=== Exercise material ===
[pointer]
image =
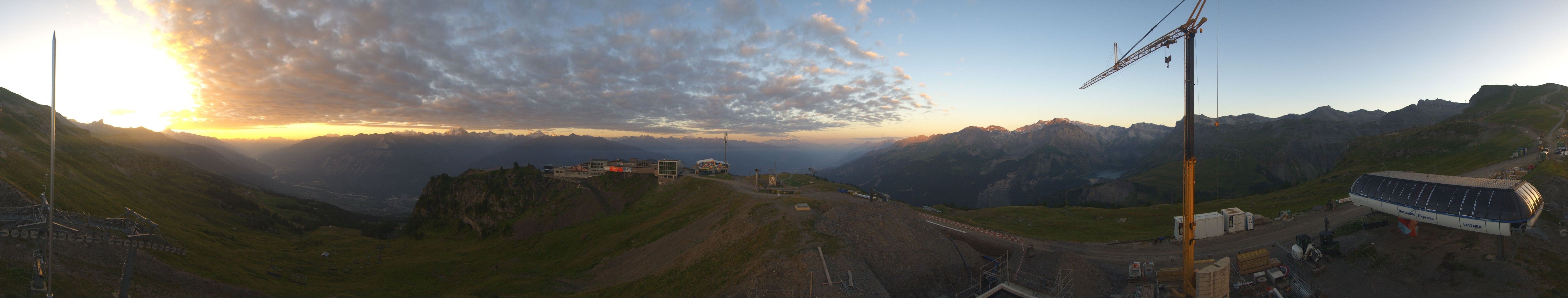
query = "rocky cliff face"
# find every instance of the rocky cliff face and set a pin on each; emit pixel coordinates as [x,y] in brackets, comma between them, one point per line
[1421,113]
[521,201]
[993,165]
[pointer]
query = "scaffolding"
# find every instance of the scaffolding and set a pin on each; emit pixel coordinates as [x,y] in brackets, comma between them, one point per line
[996,274]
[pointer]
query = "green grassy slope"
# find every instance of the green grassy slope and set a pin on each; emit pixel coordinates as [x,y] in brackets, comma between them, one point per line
[455,261]
[222,224]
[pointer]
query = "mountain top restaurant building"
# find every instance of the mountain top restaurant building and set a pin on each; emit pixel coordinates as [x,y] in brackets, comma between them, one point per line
[1492,206]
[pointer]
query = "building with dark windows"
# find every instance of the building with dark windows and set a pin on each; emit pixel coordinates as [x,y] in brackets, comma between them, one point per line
[1492,206]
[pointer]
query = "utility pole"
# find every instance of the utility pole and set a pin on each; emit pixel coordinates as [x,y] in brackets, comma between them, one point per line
[1186,32]
[49,200]
[727,151]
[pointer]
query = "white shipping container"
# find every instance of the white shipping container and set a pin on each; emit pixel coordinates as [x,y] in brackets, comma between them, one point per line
[1210,225]
[1235,220]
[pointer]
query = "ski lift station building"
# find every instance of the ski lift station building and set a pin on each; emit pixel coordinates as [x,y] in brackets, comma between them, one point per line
[1216,224]
[1492,206]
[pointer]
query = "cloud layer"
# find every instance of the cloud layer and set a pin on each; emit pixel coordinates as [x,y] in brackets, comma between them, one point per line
[637,67]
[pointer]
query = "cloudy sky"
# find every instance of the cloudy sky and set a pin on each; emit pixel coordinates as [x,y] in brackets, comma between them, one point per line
[822,71]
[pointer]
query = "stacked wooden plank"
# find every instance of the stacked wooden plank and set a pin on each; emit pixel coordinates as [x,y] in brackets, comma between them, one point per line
[1214,280]
[1172,277]
[1255,261]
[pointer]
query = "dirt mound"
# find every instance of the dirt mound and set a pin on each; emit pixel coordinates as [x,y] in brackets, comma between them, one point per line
[909,256]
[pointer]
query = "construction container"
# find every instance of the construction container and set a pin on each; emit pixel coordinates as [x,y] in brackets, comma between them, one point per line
[1235,220]
[1208,225]
[1250,220]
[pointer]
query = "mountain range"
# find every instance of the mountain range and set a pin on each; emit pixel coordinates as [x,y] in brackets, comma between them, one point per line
[1054,162]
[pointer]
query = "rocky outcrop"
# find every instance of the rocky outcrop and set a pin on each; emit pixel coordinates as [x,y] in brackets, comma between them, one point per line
[1421,113]
[521,201]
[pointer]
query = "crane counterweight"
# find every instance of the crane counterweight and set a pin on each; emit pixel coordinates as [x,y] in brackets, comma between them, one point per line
[1189,159]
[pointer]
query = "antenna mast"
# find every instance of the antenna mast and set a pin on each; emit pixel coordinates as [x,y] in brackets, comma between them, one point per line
[49,198]
[727,151]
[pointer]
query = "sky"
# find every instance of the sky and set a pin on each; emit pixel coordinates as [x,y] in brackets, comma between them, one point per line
[819,71]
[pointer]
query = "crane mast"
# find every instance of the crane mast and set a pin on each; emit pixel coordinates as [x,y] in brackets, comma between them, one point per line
[1186,32]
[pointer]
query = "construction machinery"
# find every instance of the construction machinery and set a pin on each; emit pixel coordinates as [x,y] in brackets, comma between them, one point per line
[1189,159]
[1307,253]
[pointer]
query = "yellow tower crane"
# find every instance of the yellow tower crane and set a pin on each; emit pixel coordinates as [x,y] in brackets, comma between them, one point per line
[1189,161]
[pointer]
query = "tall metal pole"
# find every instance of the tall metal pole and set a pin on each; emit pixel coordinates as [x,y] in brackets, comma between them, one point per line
[727,151]
[1189,162]
[125,280]
[49,198]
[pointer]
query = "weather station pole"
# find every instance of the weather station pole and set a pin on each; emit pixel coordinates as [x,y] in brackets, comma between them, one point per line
[49,198]
[1187,181]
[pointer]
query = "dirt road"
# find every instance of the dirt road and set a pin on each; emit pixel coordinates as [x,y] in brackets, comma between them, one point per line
[1263,236]
[746,187]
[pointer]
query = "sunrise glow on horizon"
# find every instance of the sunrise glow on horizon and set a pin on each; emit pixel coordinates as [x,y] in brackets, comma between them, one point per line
[819,71]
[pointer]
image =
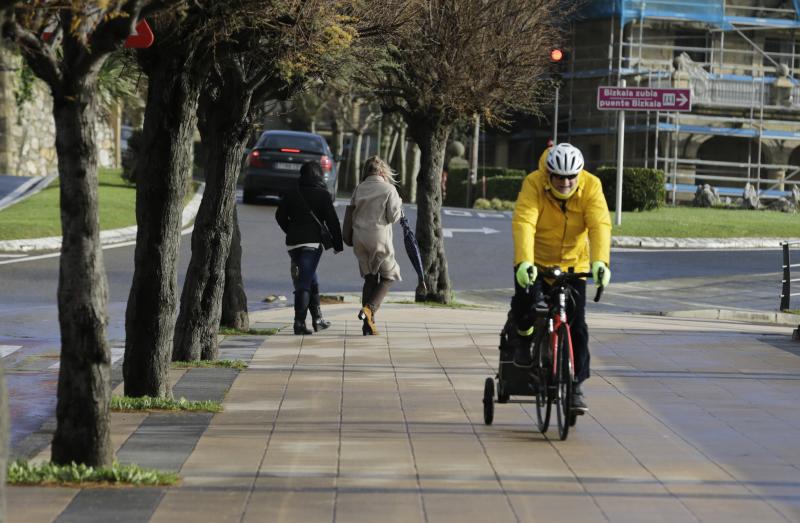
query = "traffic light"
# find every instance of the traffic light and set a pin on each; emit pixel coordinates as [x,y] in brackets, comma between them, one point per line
[558,59]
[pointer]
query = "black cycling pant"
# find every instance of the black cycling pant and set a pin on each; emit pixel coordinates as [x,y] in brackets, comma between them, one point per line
[524,314]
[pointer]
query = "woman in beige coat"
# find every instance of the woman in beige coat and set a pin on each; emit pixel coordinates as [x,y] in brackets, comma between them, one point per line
[376,206]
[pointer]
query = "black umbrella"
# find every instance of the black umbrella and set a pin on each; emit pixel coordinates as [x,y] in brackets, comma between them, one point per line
[412,249]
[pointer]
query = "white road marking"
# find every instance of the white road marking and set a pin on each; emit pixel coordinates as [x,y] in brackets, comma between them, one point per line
[116,354]
[8,350]
[448,233]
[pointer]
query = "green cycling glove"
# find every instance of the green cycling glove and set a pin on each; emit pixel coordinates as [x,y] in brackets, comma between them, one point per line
[601,278]
[526,274]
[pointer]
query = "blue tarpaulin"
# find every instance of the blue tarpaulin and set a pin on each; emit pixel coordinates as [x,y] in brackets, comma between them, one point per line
[706,11]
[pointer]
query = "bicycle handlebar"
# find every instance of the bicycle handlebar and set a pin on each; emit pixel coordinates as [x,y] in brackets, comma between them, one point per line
[560,276]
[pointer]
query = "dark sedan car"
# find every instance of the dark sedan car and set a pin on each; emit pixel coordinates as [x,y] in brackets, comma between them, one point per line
[273,165]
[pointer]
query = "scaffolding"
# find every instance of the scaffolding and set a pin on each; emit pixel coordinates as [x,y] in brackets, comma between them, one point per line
[739,58]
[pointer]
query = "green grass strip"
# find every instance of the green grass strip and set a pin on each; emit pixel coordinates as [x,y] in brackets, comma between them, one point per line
[125,403]
[228,331]
[210,364]
[23,473]
[40,215]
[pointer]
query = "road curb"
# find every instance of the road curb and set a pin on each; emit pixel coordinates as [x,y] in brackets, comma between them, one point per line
[772,318]
[643,242]
[109,237]
[26,190]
===
Exercise instructions: Gather every line in the entries above that contains the word "traffic", matching case exactly, and copy each one out.

The solution:
query = "traffic light"
# find every instance of the traffic light and set a pin on each; emit pixel coordinates as [x,y] in brackets, comma between them, one point per line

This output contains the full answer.